*** Opening Source text ***
Statistical analysis

We analyzed the data in this study using the statistical software SPSS 26.0. We presented statistical descriptions of the measurement data using either \(\overline{\mathrm{x} }\)±s or median and interquartile range. We performed comparisons between groups using either a two-sample t-test or Mann–Whitney U test. We statistically described counting data using rate and constituent ratio. We performed comparisons between groups using either the χ2 test or Fisher’s exact probability method for pairwise comparisons. We performed comparisons of rank data using the Mann–Whitney U test. We analyzed factors associated with POD using logistic regression analysis. In logistic regression analysis, we set α Into as 0.05 and α Out as 0.10. For other hypothesis tests, we considered P < 0.05 as statistically significant.

Discussion

This study protocol follows a single-center, randomized, double-blind, placebo-controlled design. Our objective is to investigate the potential of administering dexamethasone during anesthesia induction to improve postoperative delirium in elderly patients undergoing robot-assisted radical prostatectomy (RARP), enhance sleep quality, and ultimately facilitate enhanced recovery after surgery (ERAS).

It has been shown that prostate cancer is a prevalent urinary tract neoplasm among elderly men, and early surgical intervention is the primary treatment modality [17]. In recent years, minimally invasive surgery techniques, such as robotic-assisted radical prostatectomy (RARP) and laparoscopic radical prostatectomy (LRP), have become increasingly popular, replacing traditional open surgery. However, despite its advantages over traditional surgery, RARP has not significantly reduced many of the anesthesia-related complications associated with surgery. Common postoperative problems among elderly patients undergoing RARP include pain, nausea, vomiting, sleep disturbance, and cognitive decline. Of these, sleep disturbance is particularly prevalent among the elderly and has not been effectively addressed to date.
*** Closing Source text ***
*** Opening The data ***
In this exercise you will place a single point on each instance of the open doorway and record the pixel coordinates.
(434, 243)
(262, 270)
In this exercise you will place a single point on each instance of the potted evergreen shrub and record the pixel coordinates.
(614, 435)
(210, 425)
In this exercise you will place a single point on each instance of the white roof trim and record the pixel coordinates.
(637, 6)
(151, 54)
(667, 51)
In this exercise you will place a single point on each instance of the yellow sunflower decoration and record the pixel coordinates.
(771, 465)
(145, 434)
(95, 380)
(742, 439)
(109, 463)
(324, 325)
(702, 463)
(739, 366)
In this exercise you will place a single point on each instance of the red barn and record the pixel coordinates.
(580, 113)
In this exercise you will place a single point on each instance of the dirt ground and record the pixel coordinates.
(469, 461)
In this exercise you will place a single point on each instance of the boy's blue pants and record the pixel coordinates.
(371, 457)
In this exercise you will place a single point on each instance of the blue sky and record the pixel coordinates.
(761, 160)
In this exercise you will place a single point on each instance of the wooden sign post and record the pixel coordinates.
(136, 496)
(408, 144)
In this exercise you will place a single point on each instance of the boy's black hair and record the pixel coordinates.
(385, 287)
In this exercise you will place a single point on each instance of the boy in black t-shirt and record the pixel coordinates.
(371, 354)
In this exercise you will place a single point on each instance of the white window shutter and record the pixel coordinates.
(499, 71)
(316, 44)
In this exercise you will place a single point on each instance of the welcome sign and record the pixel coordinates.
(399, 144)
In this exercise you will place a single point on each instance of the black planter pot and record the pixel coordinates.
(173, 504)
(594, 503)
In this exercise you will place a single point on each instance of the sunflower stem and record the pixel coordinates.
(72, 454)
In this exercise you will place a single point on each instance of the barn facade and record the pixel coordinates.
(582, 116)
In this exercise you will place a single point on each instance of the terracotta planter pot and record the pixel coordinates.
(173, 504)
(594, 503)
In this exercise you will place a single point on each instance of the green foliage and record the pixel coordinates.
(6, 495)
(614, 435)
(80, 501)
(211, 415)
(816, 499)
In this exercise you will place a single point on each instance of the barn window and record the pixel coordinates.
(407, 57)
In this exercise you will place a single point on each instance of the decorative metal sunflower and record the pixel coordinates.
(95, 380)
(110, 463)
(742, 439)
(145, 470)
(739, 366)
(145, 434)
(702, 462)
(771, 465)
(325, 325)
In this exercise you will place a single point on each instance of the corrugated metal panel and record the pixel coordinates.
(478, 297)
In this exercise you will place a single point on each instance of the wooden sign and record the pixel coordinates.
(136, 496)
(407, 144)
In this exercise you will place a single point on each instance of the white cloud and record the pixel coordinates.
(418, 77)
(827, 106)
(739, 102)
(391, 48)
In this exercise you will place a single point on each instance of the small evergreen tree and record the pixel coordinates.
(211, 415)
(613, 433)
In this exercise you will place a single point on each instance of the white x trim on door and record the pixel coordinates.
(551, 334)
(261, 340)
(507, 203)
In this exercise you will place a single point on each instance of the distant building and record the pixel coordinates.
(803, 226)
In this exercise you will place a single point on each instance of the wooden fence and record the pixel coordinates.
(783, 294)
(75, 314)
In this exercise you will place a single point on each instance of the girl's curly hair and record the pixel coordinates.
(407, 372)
*** Closing The data ***
> Assignment
According to the dexamethasone study text, which statistical software was used to analyze the data? Rely only on the dexamethasone study text here.

> Response below
SPSS 26.0